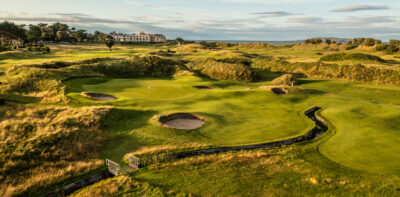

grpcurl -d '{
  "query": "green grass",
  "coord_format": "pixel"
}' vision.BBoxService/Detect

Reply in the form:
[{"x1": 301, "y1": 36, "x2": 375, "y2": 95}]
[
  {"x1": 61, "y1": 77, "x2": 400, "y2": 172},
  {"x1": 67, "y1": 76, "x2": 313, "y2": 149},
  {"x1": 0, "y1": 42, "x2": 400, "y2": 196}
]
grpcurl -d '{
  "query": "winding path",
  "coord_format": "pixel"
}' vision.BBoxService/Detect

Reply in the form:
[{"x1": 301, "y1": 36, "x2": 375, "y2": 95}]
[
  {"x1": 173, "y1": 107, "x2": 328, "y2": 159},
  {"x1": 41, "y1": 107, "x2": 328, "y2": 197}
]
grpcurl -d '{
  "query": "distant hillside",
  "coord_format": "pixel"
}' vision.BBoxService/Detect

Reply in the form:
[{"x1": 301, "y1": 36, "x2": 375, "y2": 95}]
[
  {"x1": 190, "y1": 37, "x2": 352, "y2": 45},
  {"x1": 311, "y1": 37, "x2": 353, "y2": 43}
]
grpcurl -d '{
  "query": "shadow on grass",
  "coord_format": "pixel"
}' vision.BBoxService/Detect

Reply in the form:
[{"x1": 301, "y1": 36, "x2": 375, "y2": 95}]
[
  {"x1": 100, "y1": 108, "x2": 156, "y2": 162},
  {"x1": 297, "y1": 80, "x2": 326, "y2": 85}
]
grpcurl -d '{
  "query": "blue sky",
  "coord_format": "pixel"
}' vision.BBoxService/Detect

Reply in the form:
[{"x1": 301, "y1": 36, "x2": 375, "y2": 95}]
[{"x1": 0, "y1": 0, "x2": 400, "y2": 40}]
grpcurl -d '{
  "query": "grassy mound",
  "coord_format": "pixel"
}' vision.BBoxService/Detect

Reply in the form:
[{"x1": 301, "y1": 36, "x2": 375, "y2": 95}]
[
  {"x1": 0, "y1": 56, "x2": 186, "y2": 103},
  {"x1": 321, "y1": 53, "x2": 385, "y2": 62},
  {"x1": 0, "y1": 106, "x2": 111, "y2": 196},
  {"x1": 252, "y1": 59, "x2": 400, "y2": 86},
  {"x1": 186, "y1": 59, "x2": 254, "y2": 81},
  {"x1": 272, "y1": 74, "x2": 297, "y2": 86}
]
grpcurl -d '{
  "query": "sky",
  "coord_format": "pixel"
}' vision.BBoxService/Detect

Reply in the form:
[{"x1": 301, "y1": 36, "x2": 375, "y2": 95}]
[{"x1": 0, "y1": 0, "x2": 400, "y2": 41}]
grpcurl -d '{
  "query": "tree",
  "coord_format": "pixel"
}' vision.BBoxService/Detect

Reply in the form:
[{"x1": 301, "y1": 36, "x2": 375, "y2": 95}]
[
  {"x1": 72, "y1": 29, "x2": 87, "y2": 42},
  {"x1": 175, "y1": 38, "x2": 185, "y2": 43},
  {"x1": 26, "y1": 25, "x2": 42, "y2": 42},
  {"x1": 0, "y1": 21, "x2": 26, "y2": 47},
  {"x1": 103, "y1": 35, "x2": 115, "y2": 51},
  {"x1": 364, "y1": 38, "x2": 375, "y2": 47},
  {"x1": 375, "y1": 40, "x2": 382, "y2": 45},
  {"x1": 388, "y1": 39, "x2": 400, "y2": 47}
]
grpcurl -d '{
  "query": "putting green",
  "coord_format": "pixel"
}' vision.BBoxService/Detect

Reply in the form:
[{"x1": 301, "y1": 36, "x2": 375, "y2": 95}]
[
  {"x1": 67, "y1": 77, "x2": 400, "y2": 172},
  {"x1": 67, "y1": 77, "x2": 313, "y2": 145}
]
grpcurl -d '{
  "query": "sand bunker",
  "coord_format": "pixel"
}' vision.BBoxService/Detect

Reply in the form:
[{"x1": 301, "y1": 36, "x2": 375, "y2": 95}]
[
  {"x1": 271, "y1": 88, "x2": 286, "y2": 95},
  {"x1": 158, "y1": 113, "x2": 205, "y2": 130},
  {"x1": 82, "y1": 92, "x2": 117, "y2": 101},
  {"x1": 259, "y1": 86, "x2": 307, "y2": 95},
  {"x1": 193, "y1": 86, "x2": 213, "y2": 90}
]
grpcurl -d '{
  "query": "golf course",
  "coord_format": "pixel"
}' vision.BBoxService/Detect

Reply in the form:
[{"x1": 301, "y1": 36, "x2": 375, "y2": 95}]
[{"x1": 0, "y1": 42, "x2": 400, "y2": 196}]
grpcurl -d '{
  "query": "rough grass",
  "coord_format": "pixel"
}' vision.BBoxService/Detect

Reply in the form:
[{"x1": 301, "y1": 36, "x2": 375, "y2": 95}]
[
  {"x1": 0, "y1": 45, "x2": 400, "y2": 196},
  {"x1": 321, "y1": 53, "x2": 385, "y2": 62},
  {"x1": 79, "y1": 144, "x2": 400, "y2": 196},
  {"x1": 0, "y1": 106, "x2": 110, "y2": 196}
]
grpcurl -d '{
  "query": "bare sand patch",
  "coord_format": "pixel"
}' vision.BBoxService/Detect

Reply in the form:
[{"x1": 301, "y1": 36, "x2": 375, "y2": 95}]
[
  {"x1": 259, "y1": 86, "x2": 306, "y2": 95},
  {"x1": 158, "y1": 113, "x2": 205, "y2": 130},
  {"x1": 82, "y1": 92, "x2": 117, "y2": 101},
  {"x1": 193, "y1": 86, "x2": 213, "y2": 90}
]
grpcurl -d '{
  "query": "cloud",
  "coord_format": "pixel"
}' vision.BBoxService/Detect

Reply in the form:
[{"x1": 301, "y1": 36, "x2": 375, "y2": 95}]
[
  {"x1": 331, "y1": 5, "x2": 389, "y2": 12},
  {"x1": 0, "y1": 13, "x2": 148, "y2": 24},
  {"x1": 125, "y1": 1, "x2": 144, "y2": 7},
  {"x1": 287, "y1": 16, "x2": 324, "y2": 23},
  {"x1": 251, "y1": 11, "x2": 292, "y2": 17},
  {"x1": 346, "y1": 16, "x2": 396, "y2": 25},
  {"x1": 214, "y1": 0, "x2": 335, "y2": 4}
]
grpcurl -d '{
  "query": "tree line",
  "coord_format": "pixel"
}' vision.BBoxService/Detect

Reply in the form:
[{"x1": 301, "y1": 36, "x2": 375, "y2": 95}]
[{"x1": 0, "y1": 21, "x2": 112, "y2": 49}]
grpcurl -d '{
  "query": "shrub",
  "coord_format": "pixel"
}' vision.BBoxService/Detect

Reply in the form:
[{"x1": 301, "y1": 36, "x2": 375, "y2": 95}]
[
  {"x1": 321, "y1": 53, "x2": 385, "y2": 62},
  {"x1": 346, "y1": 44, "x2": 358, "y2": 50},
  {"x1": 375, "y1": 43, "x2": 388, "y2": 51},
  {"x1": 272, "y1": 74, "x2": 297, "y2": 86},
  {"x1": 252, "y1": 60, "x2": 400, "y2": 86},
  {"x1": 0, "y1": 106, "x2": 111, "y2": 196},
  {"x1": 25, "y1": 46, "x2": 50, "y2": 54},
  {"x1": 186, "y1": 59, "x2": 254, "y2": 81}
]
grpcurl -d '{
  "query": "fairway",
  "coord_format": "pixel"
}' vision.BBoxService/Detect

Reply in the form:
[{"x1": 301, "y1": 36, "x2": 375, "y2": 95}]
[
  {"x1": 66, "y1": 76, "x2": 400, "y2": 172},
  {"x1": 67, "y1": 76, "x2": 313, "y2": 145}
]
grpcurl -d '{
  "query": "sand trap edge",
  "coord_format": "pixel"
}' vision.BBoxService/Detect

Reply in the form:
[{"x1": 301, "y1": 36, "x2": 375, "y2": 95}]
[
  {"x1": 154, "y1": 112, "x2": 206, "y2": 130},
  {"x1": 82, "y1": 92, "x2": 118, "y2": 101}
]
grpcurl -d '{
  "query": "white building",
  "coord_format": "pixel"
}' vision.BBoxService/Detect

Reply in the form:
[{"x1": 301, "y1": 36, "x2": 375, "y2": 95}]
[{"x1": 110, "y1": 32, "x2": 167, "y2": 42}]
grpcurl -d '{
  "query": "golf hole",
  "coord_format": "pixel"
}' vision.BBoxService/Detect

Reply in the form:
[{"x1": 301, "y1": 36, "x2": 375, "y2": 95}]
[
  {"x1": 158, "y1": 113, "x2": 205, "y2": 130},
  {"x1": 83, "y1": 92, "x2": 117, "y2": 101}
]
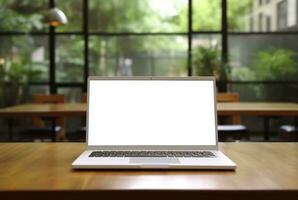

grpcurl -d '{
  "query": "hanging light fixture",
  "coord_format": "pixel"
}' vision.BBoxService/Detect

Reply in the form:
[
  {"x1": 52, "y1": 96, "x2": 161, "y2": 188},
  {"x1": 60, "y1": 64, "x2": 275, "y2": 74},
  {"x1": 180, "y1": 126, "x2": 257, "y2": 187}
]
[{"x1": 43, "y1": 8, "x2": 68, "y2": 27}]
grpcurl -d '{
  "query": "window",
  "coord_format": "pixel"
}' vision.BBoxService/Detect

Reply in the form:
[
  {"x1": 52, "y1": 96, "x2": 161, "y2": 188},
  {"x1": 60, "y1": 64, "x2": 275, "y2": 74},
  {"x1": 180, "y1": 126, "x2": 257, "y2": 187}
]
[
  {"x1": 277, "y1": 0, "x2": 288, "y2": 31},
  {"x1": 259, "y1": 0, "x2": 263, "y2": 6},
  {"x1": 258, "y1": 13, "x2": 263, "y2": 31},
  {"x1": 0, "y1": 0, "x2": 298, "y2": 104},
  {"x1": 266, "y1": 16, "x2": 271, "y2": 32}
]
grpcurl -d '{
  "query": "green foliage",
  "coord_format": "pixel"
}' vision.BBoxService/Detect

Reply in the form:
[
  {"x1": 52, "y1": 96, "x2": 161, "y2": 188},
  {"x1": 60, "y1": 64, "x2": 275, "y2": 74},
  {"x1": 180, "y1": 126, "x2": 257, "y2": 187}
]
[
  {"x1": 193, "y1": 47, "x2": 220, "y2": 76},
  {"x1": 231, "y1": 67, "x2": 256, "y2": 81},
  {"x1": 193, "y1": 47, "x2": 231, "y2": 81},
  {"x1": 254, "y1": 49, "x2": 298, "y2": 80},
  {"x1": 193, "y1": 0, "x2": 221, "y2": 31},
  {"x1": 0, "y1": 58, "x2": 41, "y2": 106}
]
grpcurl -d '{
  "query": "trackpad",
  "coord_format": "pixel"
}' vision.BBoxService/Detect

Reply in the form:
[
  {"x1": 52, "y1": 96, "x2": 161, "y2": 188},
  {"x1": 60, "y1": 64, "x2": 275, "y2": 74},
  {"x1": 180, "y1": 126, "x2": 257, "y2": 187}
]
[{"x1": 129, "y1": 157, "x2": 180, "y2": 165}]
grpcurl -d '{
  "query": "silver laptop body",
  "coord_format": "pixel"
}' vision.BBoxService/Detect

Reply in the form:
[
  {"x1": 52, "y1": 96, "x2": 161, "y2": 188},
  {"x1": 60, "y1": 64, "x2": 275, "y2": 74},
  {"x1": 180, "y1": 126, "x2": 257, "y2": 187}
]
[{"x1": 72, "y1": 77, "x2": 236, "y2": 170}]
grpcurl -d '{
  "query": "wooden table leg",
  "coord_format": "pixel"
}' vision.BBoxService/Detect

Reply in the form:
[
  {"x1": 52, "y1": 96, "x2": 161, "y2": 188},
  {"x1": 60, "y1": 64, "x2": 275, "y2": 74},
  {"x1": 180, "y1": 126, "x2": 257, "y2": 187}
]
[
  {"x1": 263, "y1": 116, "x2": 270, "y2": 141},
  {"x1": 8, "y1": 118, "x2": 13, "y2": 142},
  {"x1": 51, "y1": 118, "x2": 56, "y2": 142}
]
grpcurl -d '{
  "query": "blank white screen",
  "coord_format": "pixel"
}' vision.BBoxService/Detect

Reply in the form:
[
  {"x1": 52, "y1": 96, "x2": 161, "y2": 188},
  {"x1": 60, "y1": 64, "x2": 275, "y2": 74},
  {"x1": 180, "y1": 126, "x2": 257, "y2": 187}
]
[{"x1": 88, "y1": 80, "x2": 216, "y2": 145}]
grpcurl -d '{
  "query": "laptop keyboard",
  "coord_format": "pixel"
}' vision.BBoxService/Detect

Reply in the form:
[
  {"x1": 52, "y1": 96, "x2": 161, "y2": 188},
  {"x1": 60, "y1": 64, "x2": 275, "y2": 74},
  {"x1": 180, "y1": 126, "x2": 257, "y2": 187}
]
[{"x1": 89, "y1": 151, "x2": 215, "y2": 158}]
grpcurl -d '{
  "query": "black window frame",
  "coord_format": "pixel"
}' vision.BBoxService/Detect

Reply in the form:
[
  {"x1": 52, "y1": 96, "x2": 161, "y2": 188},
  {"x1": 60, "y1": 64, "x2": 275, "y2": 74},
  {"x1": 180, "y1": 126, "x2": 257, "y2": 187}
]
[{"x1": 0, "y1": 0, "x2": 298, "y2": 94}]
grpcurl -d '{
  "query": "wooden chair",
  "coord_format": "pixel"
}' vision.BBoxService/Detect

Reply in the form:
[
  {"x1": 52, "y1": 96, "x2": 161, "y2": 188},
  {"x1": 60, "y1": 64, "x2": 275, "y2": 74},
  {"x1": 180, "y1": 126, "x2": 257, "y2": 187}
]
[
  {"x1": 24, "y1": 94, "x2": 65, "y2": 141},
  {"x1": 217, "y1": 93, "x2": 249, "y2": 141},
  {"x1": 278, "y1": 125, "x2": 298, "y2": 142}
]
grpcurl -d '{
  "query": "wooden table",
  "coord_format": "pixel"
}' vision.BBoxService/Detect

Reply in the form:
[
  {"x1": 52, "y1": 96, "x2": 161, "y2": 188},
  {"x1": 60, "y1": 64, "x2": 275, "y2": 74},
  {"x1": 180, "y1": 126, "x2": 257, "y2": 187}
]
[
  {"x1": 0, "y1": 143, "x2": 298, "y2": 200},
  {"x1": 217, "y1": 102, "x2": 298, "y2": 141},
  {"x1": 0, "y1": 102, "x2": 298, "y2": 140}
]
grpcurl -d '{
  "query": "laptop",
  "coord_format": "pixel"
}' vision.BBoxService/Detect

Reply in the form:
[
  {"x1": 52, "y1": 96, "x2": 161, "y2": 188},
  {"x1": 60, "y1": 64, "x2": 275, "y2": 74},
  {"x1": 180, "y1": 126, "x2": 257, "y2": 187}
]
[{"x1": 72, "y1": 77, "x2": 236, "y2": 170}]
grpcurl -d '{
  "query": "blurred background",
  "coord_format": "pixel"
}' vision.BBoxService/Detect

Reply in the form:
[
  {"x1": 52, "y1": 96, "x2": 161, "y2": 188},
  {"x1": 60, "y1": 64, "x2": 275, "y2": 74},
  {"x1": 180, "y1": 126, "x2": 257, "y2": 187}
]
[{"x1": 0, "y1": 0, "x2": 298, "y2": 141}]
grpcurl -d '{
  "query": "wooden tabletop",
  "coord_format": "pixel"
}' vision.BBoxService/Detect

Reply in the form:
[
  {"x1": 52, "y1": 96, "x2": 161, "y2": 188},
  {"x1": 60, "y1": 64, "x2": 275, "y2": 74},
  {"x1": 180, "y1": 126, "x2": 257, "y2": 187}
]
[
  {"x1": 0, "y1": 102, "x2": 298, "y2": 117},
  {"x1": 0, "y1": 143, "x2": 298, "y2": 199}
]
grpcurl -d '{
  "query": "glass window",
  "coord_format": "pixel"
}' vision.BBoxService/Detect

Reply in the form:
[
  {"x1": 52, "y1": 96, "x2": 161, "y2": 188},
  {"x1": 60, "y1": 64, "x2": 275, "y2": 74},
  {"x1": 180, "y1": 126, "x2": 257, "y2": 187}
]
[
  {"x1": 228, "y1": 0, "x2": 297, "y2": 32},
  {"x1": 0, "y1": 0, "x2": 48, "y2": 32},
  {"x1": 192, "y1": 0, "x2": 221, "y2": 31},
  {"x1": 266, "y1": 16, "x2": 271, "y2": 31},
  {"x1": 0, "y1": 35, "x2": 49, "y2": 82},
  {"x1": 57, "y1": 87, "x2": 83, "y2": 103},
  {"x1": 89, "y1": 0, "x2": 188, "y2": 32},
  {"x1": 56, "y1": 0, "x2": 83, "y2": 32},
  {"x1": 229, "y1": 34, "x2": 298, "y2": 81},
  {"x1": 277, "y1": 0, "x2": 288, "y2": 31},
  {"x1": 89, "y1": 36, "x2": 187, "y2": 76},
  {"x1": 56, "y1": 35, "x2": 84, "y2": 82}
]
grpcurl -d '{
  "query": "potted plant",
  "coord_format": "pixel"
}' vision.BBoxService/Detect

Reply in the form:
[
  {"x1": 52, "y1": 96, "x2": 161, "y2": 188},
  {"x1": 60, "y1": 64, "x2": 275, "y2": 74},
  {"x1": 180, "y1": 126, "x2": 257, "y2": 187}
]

§ **O que fazer**: Extraia das linhas acima todas as que contêm a palavra "laptop".

§ **Resposta da tarefa**:
  "query": "silver laptop body",
  "query": "laptop keyboard",
  "query": "laptop",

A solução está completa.